## Exercise 1
In the listing, rewrite the lines from the one containing "For every <instance>" through the one containing "positive clicks: (28, 67)", inclusive, as a numbered list, omitting any blank lines.

### Page extract ###

User-Agent: slrn/0.9.9p1 (FreeBSD)
Cancel-Lock: sha1:KOmeOVwm/NDsossNHXtTq/zjWZM=
Xref: news1.google.com comp.lang.ada:19206
Content-Type: text/plain; charset=utf-8
Content-Transfer-Encoding: 8bit
Date: 2011-11-28T08:21:51+00:00
List-Id: <comp.lang.ada>

On 2011-11-27, Yannick Duchêne <yannick_duchene@yahoo.fr> wrote:
> Le Sun, 27 Nov 2011 13:30:28 +0100, Natasha Kerensikova  
><lithiumcat@gmail.com> a écrit:
>> It's just that I don't like at all having a tagged type for only one
>> dispatching operation (and no obvious need for internal state).
> If you think Specification, you should not say “I” here.

I'm sorry, but I don't understand what you mean there.

>> Of course that's only when considering related operations. In another
>> project that I will publish soon (still needs a bit of polishing), I use
>> two access-to-subprograms, but they are really meant to be completely
>> different sources (one creates tokens from input while the other outputs
>> the token, and the whole point of the separation is to have different
>> input-analysis and output-generation that can plugged together). So in
>> that case, I count them as two independant single-operation cases.
> Your Markdown processor ?

More or less yes. It's actually a generic (lightweight) markup
processor, and Markdown is only one of the input-to-token callback sets.
I'm not sure exactly what kind of expressive power is has, but it's at
least suitable for Creole and Textile too.

The rough design is based around an array created by the client for the
library engine, whose elements are a record containing a lexer callback
(the input-to-token part), a renderer callback (token-to-output), an
indication for engine to not keep calling every entry all the time, and
a priority that breaks ties.

The engine calls the input-to-token part when adequate, which updates
the current position and returns a Token'Class object, which is then fed
to the corresponding token-to-output callback.

### Records shown ###

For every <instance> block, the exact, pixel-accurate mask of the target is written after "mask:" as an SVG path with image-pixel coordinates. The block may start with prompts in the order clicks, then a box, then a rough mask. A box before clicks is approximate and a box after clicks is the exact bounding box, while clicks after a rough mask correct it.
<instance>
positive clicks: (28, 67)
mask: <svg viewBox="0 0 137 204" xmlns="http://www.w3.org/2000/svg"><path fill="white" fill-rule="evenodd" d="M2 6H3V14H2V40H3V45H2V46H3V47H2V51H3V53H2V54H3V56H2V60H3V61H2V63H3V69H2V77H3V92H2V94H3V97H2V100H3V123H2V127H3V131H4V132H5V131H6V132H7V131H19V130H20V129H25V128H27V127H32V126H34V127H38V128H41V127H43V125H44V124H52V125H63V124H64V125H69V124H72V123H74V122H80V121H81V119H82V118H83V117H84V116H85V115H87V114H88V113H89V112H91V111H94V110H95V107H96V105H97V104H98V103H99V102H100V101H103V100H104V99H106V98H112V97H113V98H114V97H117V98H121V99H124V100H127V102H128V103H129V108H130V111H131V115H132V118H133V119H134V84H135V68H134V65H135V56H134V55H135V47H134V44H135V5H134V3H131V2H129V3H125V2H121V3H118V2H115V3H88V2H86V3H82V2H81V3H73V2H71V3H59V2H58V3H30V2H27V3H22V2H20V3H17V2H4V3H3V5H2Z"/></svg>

###
### Records shown ###

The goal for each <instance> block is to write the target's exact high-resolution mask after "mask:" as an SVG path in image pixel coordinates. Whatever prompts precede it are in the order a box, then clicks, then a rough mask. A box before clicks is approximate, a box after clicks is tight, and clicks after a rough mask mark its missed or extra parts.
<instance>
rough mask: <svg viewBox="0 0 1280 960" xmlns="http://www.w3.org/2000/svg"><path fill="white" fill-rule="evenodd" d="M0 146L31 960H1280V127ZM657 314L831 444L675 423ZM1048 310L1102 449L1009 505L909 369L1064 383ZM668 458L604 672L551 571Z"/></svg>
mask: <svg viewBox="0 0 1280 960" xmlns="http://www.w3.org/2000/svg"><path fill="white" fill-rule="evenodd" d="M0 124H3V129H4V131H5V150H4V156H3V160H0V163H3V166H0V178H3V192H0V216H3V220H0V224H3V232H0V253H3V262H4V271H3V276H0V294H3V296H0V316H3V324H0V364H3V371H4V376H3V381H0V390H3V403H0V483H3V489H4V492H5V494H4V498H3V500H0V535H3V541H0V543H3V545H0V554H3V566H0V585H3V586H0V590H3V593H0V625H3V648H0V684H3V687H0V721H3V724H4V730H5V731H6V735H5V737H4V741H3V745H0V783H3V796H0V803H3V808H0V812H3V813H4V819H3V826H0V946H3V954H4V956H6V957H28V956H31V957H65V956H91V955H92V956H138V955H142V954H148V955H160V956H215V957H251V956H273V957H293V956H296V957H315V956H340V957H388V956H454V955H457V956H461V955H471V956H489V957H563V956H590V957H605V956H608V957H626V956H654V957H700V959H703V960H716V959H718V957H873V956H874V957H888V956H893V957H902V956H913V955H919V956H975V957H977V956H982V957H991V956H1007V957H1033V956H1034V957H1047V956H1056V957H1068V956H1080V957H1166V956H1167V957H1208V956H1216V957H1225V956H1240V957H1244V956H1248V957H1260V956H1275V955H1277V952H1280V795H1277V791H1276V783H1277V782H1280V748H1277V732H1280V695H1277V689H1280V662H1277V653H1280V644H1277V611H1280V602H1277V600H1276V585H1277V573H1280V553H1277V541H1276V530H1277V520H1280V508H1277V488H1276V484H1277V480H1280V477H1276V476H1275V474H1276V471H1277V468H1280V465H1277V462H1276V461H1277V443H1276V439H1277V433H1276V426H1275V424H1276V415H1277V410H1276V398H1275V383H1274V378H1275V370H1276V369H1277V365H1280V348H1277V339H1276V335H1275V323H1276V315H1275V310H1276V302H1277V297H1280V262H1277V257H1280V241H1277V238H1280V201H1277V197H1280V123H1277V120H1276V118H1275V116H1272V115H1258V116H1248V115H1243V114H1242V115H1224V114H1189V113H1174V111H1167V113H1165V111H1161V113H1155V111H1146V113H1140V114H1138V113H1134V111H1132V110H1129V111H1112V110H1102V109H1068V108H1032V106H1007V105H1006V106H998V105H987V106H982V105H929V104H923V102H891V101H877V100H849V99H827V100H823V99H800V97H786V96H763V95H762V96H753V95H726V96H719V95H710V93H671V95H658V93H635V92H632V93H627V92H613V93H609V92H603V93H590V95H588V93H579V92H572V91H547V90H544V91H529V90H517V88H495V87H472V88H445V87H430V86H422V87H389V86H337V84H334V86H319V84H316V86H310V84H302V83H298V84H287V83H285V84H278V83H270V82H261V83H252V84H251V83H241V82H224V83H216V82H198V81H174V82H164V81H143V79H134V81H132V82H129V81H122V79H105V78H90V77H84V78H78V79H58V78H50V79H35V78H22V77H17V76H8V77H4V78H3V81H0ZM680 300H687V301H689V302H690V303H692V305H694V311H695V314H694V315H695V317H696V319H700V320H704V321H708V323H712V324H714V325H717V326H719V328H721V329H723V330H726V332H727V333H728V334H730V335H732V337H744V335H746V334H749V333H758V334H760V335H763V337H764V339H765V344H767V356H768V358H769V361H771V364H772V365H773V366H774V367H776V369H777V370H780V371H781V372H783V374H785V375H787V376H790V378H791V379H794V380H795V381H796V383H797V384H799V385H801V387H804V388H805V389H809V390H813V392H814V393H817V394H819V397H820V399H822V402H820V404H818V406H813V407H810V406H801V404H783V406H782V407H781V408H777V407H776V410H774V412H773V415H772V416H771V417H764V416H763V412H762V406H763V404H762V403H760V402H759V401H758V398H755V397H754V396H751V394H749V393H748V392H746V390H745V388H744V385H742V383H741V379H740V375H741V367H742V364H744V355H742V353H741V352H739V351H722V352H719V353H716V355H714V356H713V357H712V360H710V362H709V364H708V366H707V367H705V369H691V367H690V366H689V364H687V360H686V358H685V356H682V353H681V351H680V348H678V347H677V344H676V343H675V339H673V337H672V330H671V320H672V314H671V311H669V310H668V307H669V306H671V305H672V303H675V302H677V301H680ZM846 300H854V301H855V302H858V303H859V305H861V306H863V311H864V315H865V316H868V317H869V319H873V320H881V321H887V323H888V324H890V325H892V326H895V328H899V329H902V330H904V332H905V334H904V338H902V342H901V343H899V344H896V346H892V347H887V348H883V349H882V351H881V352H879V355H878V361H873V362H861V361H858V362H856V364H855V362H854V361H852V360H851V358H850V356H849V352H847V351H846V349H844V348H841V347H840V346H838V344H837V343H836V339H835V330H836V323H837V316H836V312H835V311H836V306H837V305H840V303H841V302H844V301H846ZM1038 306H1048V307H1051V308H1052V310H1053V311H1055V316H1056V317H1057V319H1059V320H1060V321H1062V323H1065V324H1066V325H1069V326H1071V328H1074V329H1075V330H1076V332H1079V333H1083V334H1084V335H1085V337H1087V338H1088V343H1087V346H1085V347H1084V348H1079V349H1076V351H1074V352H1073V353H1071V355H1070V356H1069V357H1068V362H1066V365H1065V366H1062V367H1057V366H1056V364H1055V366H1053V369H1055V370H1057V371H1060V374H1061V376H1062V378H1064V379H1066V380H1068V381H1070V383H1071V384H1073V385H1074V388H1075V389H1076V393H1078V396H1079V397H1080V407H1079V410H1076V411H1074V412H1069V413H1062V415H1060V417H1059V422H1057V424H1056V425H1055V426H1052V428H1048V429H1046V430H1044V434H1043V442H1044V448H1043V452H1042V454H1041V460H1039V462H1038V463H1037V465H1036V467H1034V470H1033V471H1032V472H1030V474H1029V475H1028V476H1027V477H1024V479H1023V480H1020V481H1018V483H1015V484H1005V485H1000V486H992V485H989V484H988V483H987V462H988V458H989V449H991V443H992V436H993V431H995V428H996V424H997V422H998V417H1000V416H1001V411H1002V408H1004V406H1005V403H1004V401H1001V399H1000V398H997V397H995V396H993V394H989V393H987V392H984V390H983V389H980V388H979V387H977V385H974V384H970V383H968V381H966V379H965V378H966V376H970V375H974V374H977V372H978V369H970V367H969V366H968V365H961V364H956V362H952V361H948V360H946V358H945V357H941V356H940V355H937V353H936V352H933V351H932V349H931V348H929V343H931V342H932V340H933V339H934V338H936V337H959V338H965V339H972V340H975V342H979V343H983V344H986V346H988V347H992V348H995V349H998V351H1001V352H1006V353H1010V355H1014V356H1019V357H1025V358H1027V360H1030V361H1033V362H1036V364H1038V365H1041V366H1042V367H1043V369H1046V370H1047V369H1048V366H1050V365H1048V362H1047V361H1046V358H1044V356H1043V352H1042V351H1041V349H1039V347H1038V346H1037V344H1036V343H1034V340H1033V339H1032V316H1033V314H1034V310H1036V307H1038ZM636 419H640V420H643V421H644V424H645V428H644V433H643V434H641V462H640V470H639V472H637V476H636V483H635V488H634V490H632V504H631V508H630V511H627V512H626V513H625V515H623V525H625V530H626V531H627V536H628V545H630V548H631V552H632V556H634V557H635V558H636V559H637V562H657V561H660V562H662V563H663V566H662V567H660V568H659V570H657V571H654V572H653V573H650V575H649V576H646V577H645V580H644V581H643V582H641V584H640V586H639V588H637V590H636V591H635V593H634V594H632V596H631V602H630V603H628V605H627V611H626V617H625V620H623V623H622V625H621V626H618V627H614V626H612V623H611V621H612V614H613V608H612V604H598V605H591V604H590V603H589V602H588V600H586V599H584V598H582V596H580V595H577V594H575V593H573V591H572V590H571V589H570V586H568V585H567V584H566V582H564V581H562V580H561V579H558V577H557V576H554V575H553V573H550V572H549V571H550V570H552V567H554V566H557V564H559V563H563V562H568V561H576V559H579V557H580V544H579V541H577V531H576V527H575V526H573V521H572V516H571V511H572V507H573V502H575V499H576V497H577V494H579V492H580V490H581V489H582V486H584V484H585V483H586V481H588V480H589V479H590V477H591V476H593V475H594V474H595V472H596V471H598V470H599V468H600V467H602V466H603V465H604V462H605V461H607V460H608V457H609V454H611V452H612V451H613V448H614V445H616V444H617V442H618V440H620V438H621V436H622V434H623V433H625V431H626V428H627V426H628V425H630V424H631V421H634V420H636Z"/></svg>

###
### Records shown ###

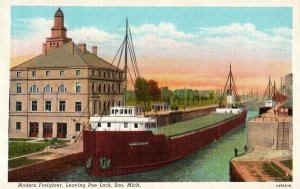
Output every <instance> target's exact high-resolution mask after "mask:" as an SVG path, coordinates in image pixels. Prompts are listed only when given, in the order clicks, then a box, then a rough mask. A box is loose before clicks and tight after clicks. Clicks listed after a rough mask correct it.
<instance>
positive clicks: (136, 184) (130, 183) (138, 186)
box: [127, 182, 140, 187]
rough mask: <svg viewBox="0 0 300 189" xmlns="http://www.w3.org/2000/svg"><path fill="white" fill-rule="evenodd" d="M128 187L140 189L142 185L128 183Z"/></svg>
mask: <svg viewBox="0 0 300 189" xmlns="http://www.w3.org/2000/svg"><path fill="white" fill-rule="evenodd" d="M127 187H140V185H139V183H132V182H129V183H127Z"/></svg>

###

## Exercise 2
Extend the newsgroup post about the lightweight markup processor design, starting after its final sentence.

## Output 1
1. For every <instance> block, the exact, pixel-accurate mask of the target is written after "mask:" as an SVG path with image-pixel coordinates. The block may start with prompts in the order clicks, then a box, then a rough mask. A box before clicks is approximate and a box after clicks is the exact bounding box, while clicks after a rough mask correct it.
2. <instance>
3. positive clicks: (28, 67)

## Output 2
One thing I don't like much in this design is that the token type must
match: for example when parsing a link, the input-to-token will create a
Link_Token that contains the linked URI, a title and the link text. The
token-to-output will need all that information, so I'm casting the
Token'Class back into a Link_Token. But what if the client mismatched
the callbacks and it got a String_Token instead? That raises a run-time
exception, while the information is already there at compile-time.

Well in theory an input-to-token callback could create different token
types (e.g. when the link title is optional, instead of putting an
empty string in a Link_Token, have a Titled_Link_Token and a
titleless Link_Token). But I would gladly force each input-to-token
callback to create a single token type if that can be statically checked
against the expected token-to-output type.

Anyway, back to the original point, the library will also provide as
examples standard Markdown, various Markdown extensions, Creole and
Textile input-to-token callback sets, and some output-to-token callback
sets as well (I can't think of anything other than HTML and XHTML right
now). The whole token layer is meant to make them independent, so it
would be counterproductive to make one class for each combination only
to remove two accesses-to-subprogram.

>> My wild guess is that tagged types would need two dereferences while
>> access to subprogram only one,
> With an access to a subprogram, there is a reference to an address and an  
> address dereference; with a tagged type, there is a reference to an  
> instance and a selector (is that the good word? I'm not sure). I see two  
> for both.

Maybe I'm too tainted with C++ implementation details, but what I
imagined was the access-to-subprogram containing the address of the
address of the subprogram, so that's one dereference, while a tagged
type instance would contain a reference to a dispatch table (shared by
all instances) which itself contains a reference to the actual code.

It feels like a waste of resources to have a one-entry dispatch table,
but I'm not sure dealing with it optimally is really worth the extra
complexity in compilers.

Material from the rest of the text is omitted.